**PROBLEM TO SOLVE**
Convert the data from the line containing "[locate] child's arm (one point each)" through the final line, inclusive, into a JSON list of strings with one string per line. Leave out any blank lines.

------ INPUT DATA ------

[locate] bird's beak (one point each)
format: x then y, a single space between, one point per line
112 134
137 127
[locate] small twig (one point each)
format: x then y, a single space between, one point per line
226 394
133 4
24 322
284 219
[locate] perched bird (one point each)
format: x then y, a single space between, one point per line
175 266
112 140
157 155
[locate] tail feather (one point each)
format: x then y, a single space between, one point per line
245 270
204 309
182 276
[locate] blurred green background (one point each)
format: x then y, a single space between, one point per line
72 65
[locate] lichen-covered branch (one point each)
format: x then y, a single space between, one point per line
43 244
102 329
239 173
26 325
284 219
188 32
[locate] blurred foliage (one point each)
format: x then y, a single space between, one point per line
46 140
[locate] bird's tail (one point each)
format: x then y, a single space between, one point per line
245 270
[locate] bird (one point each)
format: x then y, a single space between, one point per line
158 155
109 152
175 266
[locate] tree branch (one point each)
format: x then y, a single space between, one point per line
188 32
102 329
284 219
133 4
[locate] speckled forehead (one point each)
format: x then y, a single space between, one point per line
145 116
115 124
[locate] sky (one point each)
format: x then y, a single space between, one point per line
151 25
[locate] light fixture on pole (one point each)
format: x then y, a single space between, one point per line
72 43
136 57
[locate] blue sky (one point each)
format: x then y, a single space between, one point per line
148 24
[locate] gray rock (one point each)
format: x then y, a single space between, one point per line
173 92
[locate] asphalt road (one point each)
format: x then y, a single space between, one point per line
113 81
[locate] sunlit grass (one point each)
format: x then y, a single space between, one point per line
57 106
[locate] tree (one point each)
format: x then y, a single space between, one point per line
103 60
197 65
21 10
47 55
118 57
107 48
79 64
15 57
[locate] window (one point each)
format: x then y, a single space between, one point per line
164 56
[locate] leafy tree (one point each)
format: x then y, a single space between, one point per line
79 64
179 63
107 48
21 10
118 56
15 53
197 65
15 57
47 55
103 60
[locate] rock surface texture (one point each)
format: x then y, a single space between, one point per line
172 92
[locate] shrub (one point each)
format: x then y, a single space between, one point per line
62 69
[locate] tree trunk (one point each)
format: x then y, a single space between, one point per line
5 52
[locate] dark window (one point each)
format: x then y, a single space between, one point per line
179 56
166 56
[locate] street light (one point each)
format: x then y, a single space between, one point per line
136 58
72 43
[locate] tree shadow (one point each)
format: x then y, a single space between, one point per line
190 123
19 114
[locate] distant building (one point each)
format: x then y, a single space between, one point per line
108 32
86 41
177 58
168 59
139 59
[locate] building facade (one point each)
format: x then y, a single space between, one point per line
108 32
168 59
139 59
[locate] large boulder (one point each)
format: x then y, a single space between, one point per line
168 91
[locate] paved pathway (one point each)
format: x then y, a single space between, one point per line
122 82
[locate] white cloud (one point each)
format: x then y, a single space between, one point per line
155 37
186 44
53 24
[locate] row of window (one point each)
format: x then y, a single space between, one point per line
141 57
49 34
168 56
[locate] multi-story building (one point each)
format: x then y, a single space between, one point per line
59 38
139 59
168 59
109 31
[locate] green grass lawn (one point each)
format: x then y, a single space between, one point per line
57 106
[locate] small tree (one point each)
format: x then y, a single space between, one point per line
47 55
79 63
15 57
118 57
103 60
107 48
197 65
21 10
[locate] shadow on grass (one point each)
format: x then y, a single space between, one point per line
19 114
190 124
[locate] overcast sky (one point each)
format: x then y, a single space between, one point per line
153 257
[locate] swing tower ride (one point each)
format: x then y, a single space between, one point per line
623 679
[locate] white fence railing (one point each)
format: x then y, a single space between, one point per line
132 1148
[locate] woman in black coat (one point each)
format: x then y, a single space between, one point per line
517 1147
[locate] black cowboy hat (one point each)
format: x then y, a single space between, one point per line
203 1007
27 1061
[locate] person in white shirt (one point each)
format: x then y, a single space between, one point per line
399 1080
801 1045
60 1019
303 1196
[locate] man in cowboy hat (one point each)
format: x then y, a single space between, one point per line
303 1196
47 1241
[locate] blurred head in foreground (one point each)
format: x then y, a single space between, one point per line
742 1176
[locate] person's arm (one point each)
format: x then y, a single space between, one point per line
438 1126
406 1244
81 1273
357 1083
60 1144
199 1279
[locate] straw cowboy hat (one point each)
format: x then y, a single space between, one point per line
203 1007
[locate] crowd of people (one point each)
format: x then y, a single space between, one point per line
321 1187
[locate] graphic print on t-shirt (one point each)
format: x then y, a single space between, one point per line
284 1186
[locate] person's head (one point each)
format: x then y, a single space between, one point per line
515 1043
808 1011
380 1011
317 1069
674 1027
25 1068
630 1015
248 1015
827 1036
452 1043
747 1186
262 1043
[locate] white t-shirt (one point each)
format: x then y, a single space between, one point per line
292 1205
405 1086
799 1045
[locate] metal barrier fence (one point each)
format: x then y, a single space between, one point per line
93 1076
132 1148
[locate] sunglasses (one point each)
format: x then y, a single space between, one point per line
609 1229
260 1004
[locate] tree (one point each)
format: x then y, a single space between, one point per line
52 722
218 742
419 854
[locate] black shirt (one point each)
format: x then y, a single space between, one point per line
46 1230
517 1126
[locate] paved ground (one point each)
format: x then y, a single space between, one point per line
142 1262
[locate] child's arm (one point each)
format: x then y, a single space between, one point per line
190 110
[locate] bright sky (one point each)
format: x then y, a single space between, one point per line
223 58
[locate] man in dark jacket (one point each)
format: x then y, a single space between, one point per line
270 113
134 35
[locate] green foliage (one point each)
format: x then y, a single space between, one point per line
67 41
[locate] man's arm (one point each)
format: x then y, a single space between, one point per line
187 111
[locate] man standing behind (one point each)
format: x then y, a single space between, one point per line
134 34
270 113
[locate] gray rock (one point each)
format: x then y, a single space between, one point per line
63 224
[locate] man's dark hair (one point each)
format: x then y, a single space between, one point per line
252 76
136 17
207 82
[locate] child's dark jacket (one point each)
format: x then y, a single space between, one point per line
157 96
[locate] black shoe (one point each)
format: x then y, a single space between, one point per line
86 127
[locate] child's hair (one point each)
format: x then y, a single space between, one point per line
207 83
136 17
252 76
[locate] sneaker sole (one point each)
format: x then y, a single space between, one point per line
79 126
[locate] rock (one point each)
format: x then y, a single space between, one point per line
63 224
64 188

------

**WRITTEN REPLY**
[
  "[locate] child's arm (one point each)",
  "format: x then y, a single space between, one point per line",
  "190 110",
  "[locate] bright sky (one point each)",
  "format: x then y, a single space between, one point per line",
  "223 58",
  "[locate] man in dark jacket (one point each)",
  "format: x then y, a single space between, one point per line",
  "270 113",
  "134 35",
  "[locate] green foliage (one point each)",
  "format: x then y, a single space between, one point per line",
  "67 41",
  "[locate] man's arm (one point each)",
  "format: x then y, a single space between, one point per line",
  "187 111",
  "[locate] man standing behind (one point each)",
  "format: x then y, a single space between, one point per line",
  "134 34",
  "270 113",
  "[locate] gray rock (one point each)",
  "format: x then y, a single space between, one point per line",
  "63 224",
  "[locate] man's dark hair (one point each)",
  "format: x then y, a single space between, one point per line",
  "252 76",
  "136 17",
  "207 82",
  "[locate] child's dark jacket (one point each)",
  "format: x then y, a single space between, one point per line",
  "157 96",
  "[locate] black shoe (one point each)",
  "format: x then y, a single space between, one point per line",
  "86 127",
  "[locate] child's hair (one point each)",
  "format: x then y, a single space between, one point per line",
  "207 83",
  "136 17",
  "252 76",
  "[locate] sneaker sole (one point each)",
  "format: x then y, a single space between, one point per line",
  "79 126",
  "[locate] rock (one point each)",
  "format: x then y, a single space between, one point per line",
  "63 224",
  "64 188"
]